_WHAT THE TASK ASKS:_
Only lines with the word "mountain" are needed; collect each of them from the listing below.

_RECORDS PROVIDED:_
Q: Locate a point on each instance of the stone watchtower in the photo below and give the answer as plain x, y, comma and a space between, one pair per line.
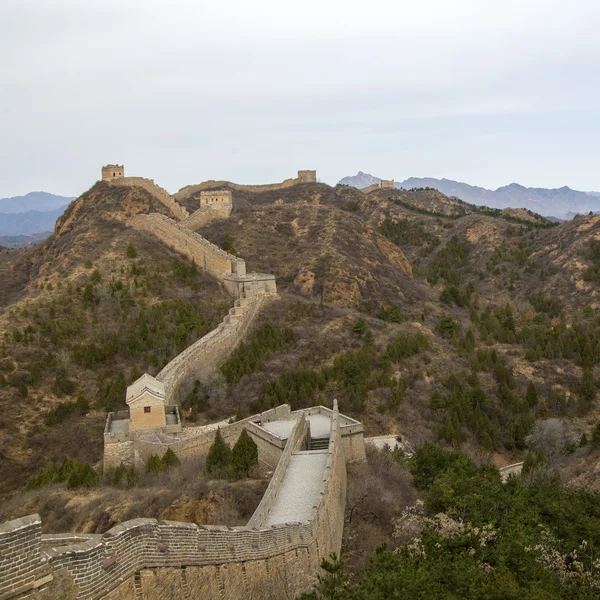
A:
113, 172
307, 176
216, 199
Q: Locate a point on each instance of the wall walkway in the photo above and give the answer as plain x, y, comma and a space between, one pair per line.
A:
167, 560
178, 211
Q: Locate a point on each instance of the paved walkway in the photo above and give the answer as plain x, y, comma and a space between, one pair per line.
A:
300, 488
320, 427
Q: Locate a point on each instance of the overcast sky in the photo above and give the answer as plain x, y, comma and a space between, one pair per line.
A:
482, 91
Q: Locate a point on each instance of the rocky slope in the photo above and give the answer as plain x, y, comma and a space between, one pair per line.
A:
503, 299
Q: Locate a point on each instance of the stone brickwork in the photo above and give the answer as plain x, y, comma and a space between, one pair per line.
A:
307, 176
144, 558
207, 256
205, 215
303, 177
176, 210
110, 172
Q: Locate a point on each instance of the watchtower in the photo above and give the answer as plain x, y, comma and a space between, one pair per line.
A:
307, 176
113, 172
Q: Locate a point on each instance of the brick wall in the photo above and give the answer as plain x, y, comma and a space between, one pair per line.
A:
178, 211
188, 190
162, 560
205, 215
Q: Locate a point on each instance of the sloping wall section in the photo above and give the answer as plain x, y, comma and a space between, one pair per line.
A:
167, 560
178, 211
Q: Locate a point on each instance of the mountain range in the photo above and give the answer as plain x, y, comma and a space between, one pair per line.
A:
563, 203
34, 213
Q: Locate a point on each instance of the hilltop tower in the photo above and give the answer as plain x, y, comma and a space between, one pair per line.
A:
113, 172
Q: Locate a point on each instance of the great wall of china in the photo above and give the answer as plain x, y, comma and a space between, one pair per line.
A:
299, 520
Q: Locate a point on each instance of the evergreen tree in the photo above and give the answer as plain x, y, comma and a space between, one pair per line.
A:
219, 455
531, 395
244, 455
596, 437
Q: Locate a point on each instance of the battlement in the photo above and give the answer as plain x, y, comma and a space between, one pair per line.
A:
110, 172
216, 198
304, 176
307, 176
156, 560
385, 184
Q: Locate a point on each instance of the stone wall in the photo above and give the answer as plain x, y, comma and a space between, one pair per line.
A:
110, 172
178, 211
216, 198
385, 184
307, 176
203, 358
207, 256
301, 431
144, 558
205, 215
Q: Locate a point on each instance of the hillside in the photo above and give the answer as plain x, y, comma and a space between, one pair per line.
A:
71, 319
563, 202
421, 314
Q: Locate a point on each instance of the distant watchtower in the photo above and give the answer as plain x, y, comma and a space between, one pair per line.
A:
307, 176
113, 172
216, 198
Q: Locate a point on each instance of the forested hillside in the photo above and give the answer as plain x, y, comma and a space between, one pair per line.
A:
472, 333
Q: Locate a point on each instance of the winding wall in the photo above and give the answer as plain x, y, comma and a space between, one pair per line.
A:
144, 558
206, 255
178, 211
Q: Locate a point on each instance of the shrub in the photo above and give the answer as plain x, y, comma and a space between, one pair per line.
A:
75, 473
391, 314
360, 326
218, 459
447, 326
595, 440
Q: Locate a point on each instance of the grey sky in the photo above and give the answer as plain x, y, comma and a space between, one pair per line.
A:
486, 92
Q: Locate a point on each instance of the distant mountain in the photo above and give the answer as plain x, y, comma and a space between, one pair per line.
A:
18, 241
38, 201
32, 221
562, 203
360, 180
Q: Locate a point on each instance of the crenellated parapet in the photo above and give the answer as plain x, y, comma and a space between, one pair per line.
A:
304, 176
152, 559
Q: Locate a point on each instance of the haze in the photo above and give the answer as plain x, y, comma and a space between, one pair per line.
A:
184, 91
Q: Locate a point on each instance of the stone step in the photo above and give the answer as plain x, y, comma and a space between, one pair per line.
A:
319, 443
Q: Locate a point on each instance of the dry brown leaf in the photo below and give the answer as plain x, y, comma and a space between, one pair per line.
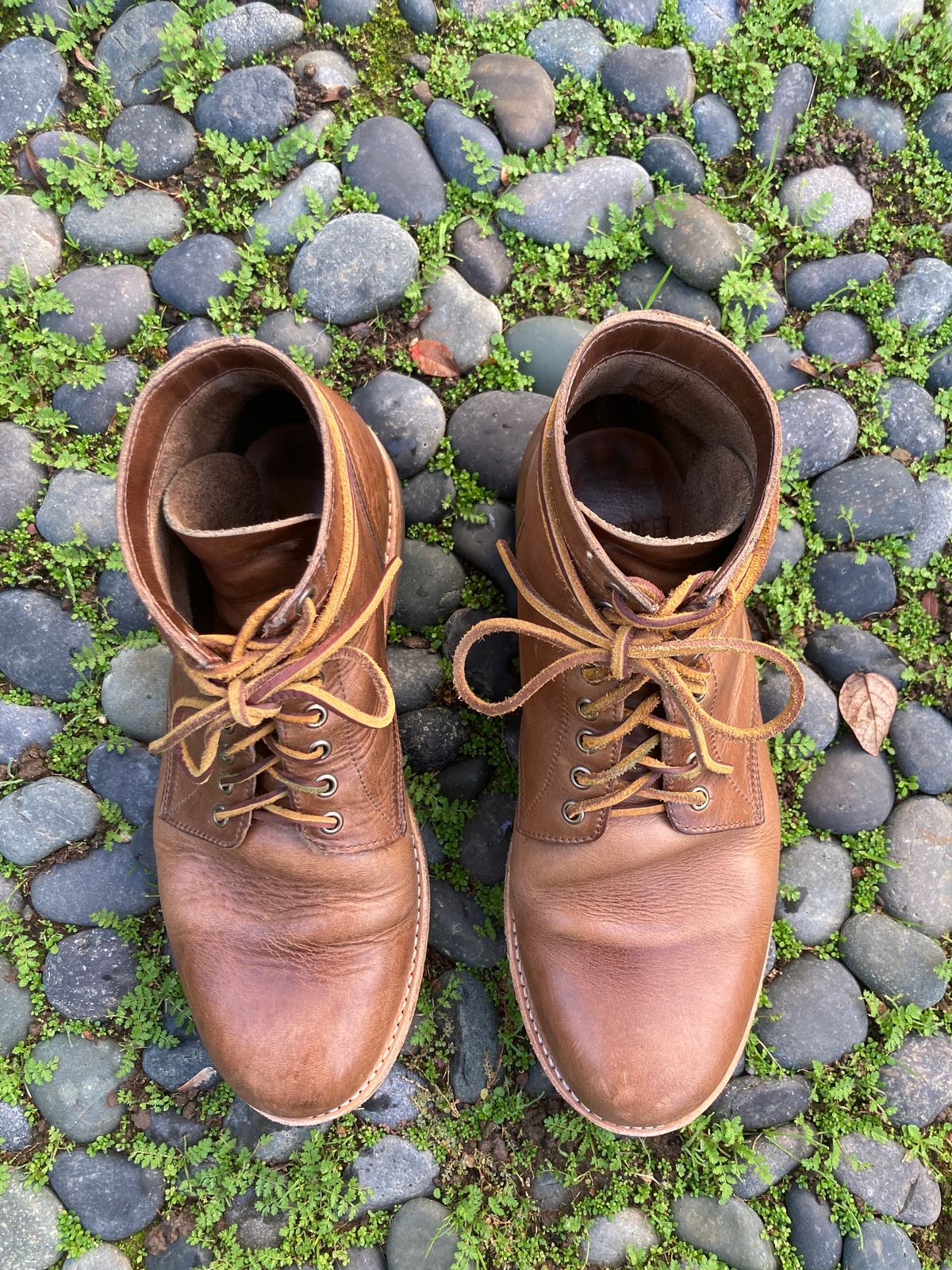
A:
867, 702
198, 1079
435, 359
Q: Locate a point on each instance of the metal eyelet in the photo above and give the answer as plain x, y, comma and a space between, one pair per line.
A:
321, 710
305, 595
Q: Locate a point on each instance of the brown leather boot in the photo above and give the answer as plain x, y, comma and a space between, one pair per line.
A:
260, 522
643, 868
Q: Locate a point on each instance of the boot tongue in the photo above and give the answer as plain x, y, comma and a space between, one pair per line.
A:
663, 562
230, 512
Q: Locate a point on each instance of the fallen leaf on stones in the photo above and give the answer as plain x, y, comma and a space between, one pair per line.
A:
198, 1079
867, 702
435, 359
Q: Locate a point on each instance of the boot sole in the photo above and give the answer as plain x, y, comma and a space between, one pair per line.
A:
562, 1087
413, 988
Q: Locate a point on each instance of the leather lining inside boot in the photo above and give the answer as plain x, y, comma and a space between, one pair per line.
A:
662, 464
248, 518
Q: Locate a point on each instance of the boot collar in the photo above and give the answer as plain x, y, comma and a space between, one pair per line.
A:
673, 340
209, 381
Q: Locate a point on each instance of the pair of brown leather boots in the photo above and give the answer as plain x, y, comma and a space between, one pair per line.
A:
262, 525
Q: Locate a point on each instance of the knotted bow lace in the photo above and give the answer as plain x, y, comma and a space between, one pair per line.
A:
260, 683
628, 651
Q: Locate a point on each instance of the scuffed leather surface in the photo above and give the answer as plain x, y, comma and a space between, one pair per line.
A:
638, 944
300, 952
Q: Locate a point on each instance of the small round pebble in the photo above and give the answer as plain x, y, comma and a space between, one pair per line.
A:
406, 416
909, 418
125, 222
287, 332
255, 103
848, 203
113, 296
524, 99
850, 791
196, 330
854, 586
922, 738
80, 1098
842, 649
427, 497
88, 975
136, 689
452, 135
917, 1080
812, 1232
92, 410
31, 238
22, 475
543, 346
111, 1195
131, 51
29, 1219
896, 963
355, 267
569, 46
126, 776
880, 1246
281, 219
917, 888
841, 338
877, 493
923, 295
190, 275
816, 1011
420, 1232
559, 207
79, 502
16, 1009
492, 429
647, 80
163, 139
38, 639
120, 600
611, 1241
816, 281
254, 29
44, 816
380, 154
121, 880
456, 922
816, 884
482, 258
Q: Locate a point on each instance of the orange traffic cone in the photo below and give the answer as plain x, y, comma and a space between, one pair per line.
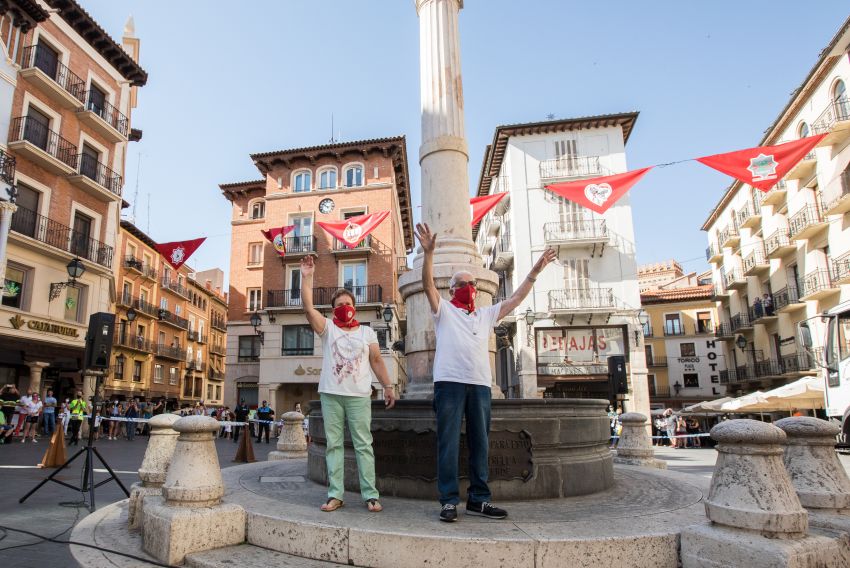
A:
245, 451
55, 454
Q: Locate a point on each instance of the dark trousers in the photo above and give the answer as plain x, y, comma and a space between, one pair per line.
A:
75, 430
263, 427
453, 401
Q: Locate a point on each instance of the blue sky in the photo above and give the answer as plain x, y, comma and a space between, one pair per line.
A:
229, 79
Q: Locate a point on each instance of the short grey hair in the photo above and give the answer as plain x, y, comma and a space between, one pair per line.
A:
456, 275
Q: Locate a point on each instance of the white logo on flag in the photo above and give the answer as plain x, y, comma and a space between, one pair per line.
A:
763, 167
598, 193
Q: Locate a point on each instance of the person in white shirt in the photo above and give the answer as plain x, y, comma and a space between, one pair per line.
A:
350, 358
462, 378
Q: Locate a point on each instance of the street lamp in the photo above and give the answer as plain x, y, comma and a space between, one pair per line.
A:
256, 321
75, 269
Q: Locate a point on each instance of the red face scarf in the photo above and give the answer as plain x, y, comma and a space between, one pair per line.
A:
344, 317
464, 298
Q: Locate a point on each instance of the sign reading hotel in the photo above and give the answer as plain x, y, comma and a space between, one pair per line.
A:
577, 351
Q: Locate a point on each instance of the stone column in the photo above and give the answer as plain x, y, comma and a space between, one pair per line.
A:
819, 478
443, 160
757, 519
291, 443
635, 444
189, 516
6, 211
158, 454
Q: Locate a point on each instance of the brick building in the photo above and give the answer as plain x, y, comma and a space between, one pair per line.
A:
68, 129
162, 344
301, 187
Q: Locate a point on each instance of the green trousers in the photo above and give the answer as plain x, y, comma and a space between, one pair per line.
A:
356, 411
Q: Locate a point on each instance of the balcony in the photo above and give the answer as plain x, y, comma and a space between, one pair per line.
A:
806, 223
740, 322
569, 168
96, 179
503, 254
817, 285
174, 286
837, 201
735, 280
582, 300
841, 269
729, 237
577, 233
134, 342
776, 195
713, 253
137, 265
834, 121
103, 118
300, 246
779, 244
39, 65
755, 263
171, 319
787, 300
166, 352
33, 139
749, 216
57, 235
363, 248
804, 167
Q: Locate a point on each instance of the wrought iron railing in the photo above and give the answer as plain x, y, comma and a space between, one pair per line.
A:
50, 232
37, 133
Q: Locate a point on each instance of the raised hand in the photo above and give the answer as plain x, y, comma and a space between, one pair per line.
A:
427, 239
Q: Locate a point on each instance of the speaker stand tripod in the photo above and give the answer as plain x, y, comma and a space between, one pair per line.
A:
88, 484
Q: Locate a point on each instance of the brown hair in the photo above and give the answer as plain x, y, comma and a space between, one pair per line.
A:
343, 292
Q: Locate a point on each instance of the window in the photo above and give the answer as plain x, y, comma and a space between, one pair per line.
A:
327, 179
14, 286
249, 349
302, 182
254, 300
354, 176
258, 210
74, 299
297, 340
673, 324
255, 254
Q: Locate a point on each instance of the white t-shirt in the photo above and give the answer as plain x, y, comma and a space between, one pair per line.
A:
345, 360
463, 344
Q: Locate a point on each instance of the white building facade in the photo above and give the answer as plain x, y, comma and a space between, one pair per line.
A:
582, 309
791, 245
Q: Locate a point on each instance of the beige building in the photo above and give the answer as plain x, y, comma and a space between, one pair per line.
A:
783, 256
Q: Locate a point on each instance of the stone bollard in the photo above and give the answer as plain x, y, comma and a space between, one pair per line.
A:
757, 519
291, 444
821, 482
154, 466
635, 445
189, 516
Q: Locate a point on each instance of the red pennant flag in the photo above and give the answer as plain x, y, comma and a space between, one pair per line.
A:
762, 166
351, 231
277, 238
598, 194
482, 205
178, 252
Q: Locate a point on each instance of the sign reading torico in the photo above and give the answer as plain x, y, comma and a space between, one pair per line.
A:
44, 326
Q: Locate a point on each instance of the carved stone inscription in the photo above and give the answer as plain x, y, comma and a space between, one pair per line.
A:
405, 453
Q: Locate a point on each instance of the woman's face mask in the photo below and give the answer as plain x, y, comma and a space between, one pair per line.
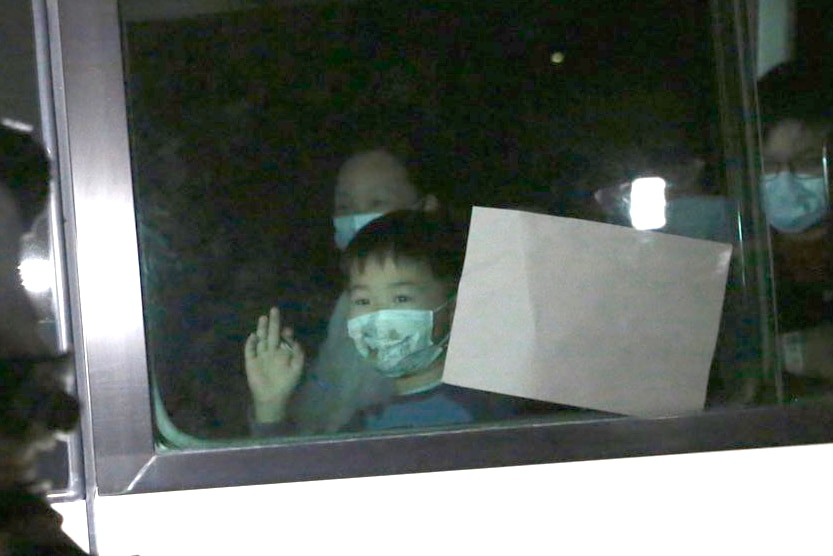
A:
794, 203
399, 342
348, 226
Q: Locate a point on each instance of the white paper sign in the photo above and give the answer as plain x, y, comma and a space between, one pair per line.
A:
586, 314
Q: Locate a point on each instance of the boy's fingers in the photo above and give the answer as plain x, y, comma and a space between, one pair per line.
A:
250, 347
274, 329
262, 323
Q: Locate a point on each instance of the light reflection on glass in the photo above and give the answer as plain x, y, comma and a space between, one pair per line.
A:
647, 203
37, 275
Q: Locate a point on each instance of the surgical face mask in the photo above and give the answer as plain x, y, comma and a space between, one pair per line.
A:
348, 226
398, 341
794, 203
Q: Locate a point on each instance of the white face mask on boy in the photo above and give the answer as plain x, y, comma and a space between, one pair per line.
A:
398, 340
794, 203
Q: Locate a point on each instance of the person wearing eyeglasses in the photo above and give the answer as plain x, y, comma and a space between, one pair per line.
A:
796, 102
33, 404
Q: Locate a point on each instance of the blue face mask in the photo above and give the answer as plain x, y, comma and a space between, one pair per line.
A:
348, 226
794, 203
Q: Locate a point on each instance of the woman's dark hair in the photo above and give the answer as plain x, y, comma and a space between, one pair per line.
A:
24, 169
429, 237
797, 90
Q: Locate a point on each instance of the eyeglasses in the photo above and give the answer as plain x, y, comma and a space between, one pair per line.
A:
816, 165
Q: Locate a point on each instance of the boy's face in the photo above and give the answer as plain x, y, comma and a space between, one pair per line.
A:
373, 182
403, 284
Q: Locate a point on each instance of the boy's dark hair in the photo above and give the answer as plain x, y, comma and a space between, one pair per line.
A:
799, 90
416, 235
24, 169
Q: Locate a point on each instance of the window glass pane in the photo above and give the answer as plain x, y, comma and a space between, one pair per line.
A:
242, 121
796, 100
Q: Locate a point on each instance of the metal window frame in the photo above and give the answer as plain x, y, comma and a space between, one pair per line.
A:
110, 342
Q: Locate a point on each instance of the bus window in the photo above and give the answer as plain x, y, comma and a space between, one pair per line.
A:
250, 129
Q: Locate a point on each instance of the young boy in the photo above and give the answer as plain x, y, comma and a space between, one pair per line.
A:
403, 270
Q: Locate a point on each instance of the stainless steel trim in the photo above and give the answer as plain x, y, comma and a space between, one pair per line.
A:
108, 326
75, 488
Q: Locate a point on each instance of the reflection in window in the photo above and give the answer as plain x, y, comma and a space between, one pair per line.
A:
240, 123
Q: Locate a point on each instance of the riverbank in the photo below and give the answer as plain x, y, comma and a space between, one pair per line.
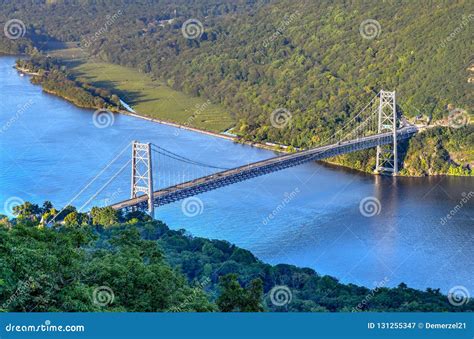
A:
453, 163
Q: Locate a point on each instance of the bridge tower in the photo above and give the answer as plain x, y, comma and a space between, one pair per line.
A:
387, 157
142, 173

_RESULT BELOW:_
Q: Locate a point on each instance of the mountain range in the photo above and give the answer as plain x, y, comma and a space between, one pair per line.
Q: Locate a point on each instance of the distant mountain in the photo above and give the answer as plain x, y, comma and a space between, one pair per line.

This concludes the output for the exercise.